ASSIGNMENT ->
A single number is expected: the count of lines in the entries below that contain "lawn".

+++ GIVEN RECORDS

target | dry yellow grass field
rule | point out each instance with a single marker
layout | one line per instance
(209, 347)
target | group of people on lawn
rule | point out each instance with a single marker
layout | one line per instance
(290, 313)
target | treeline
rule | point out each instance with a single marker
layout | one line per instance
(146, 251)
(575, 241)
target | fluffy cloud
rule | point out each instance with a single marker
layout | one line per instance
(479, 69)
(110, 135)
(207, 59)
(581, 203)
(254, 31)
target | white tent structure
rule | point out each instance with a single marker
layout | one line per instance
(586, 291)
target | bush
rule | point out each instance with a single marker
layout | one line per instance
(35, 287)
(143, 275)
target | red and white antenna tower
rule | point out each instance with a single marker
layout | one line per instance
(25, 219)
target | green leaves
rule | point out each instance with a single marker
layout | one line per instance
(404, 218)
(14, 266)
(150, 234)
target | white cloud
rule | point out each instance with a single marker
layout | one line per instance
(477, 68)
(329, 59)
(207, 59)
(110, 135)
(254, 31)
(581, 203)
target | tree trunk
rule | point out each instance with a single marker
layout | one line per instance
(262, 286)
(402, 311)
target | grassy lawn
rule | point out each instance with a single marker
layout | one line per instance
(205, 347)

++++++

RESULT OF THIS TASK ->
2